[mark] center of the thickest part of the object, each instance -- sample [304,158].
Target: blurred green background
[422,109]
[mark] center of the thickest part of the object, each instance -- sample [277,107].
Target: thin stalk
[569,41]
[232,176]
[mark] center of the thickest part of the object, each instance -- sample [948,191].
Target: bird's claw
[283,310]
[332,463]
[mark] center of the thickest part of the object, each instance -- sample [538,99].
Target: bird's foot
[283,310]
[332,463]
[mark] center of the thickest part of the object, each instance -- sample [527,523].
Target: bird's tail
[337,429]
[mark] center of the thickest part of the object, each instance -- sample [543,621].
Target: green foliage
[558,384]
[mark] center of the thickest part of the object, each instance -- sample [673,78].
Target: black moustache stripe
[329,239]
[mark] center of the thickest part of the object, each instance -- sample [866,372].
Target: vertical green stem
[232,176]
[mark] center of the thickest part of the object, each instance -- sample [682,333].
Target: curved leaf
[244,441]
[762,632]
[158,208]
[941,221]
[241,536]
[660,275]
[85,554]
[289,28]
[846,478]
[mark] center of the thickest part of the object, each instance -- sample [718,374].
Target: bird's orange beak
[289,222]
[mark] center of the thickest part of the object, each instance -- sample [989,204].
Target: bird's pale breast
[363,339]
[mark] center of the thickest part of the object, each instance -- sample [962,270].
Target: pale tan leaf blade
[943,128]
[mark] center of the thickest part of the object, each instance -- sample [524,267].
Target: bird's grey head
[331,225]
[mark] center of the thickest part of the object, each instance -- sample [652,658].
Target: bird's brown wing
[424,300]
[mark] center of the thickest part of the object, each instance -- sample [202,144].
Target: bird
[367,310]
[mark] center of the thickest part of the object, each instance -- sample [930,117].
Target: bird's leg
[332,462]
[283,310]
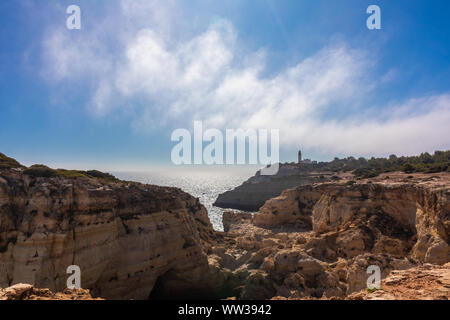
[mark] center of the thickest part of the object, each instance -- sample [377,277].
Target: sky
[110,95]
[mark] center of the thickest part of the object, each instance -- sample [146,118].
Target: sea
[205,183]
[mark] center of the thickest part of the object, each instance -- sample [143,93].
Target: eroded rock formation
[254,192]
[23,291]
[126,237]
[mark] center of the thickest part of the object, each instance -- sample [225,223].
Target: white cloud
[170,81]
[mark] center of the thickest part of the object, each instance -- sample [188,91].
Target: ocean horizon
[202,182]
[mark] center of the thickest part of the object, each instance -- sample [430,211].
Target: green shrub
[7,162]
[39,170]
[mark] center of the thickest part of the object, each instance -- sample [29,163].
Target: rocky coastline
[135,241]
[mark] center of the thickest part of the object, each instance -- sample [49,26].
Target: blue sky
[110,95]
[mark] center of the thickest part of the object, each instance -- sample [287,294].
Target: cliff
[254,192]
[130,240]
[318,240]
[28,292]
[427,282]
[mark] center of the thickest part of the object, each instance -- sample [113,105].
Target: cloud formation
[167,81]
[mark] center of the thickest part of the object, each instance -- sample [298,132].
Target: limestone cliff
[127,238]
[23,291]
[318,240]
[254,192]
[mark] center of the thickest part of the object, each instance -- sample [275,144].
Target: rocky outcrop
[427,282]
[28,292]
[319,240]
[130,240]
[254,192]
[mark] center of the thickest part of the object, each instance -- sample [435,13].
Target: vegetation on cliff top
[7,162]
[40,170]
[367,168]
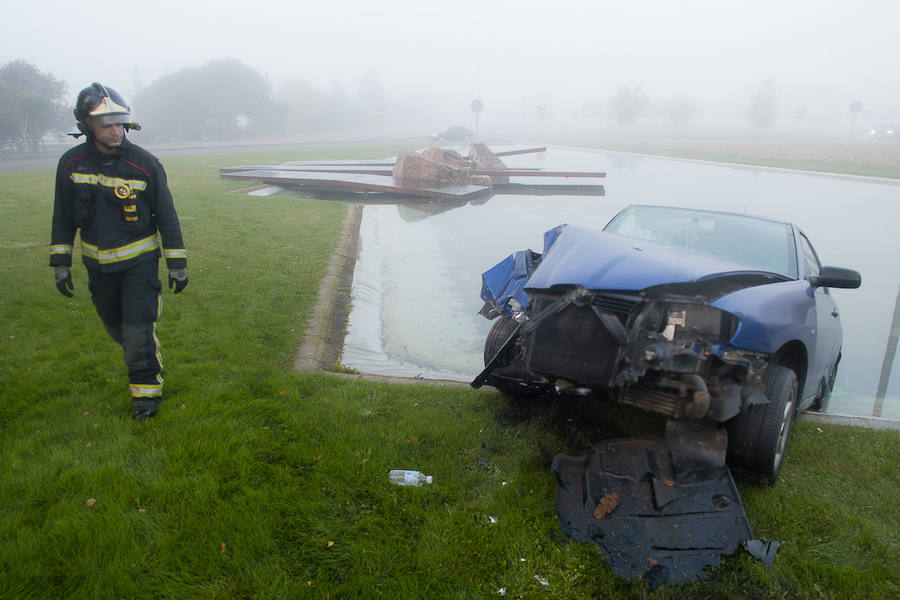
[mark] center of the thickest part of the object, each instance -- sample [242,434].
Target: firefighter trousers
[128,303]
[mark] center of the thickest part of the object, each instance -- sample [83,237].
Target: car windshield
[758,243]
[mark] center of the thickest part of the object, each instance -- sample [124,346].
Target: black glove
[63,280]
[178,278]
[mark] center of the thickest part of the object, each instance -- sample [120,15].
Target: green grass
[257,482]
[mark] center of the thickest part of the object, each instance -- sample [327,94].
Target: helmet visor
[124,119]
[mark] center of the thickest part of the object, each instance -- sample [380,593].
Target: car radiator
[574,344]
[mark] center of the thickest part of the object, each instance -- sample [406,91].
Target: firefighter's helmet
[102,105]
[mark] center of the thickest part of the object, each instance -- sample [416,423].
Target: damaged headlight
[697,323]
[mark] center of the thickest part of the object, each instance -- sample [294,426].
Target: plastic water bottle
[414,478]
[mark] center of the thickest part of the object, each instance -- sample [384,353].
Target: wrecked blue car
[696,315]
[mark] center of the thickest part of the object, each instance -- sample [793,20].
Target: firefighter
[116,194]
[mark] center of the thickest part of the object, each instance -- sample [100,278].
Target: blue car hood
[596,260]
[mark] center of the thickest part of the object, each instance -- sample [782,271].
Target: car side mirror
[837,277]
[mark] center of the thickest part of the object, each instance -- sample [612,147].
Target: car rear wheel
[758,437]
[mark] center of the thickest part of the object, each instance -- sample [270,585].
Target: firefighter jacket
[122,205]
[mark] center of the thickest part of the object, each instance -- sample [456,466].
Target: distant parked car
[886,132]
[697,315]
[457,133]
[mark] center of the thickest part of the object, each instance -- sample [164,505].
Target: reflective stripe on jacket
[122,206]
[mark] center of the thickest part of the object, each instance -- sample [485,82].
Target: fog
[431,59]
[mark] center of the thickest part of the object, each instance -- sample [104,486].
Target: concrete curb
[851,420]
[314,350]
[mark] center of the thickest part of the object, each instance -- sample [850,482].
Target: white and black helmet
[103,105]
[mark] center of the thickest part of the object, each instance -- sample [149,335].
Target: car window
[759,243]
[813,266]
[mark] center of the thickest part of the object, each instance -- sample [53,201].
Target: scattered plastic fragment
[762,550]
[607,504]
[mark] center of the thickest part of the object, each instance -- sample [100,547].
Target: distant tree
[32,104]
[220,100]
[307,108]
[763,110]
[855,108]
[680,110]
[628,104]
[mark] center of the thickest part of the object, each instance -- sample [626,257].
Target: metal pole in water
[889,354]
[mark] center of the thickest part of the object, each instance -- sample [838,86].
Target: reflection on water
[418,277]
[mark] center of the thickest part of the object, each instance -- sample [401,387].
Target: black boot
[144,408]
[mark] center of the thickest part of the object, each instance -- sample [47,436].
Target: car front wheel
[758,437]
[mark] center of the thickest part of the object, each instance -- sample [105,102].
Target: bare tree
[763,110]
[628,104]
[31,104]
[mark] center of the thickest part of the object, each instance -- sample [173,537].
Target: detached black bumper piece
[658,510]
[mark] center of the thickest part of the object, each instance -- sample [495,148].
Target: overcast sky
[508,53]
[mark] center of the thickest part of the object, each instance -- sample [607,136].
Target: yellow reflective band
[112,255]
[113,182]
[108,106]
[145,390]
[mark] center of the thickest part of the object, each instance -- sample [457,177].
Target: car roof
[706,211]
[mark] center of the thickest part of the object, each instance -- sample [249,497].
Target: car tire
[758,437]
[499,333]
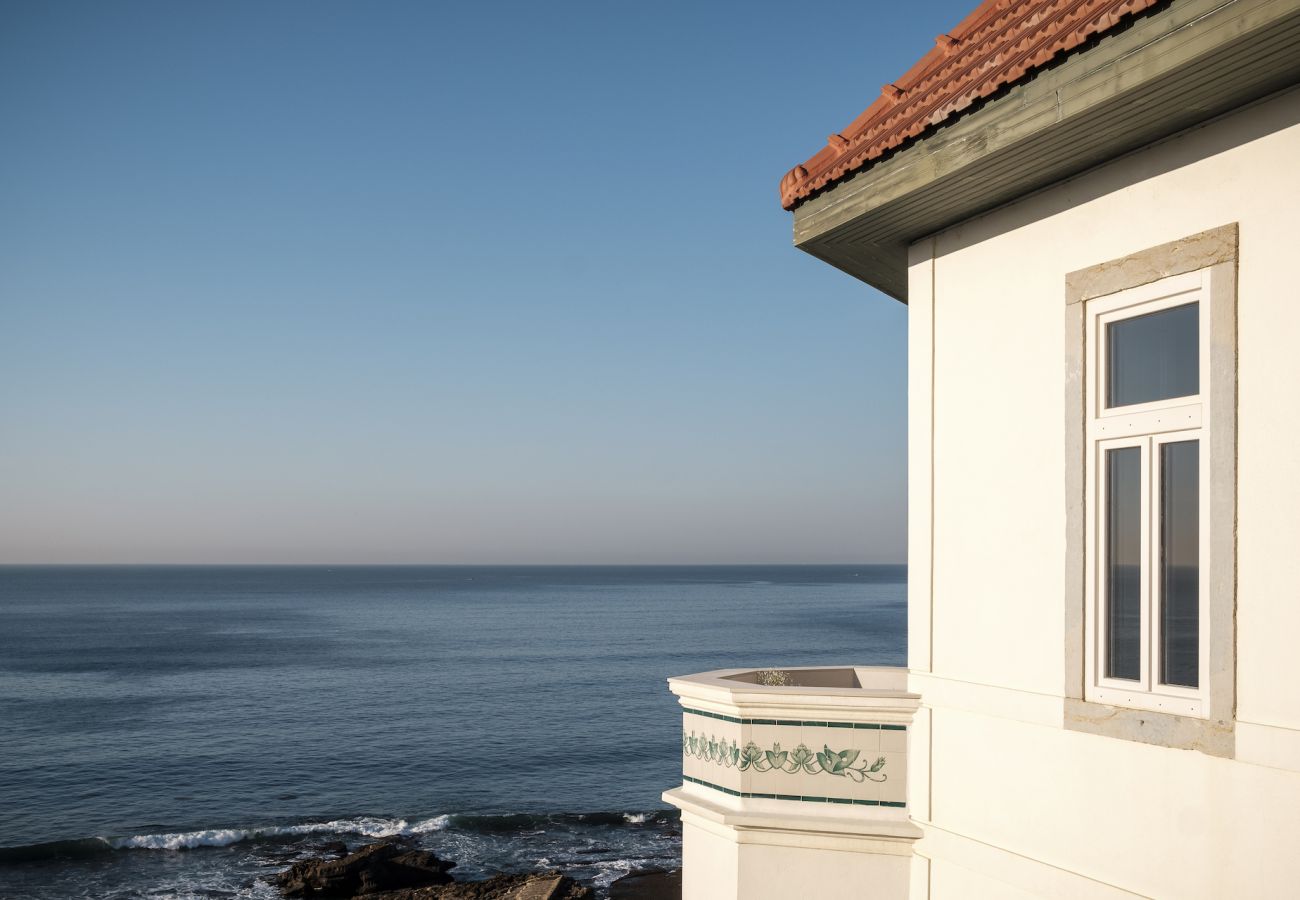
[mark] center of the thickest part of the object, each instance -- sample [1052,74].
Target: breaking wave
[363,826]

* _WHAT IS REQUIRED_
Now transcribe the lines above exactly, starting at the line containing "Target: rocky outcrop" and ending at the line containing "-- sample [124,346].", both lines included, pictures excluded.

* _TASK RESULT_
Target: rocky outcrop
[427,282]
[28,292]
[319,240]
[130,240]
[254,192]
[mark] center of the thickest part of the object, each instance -- sample [435,13].
Target: vegetation on cliff top
[7,162]
[40,170]
[367,168]
[mark] center of the thickest part of the object, each instance -- sample [242,434].
Target: firefighter trousers
[128,303]
[mark] center of the thickest part of the object, each instance -- sample [83,237].
Target: car windshield
[758,243]
[mark] center of the thickest part of the object, each instance -- sample [124,346].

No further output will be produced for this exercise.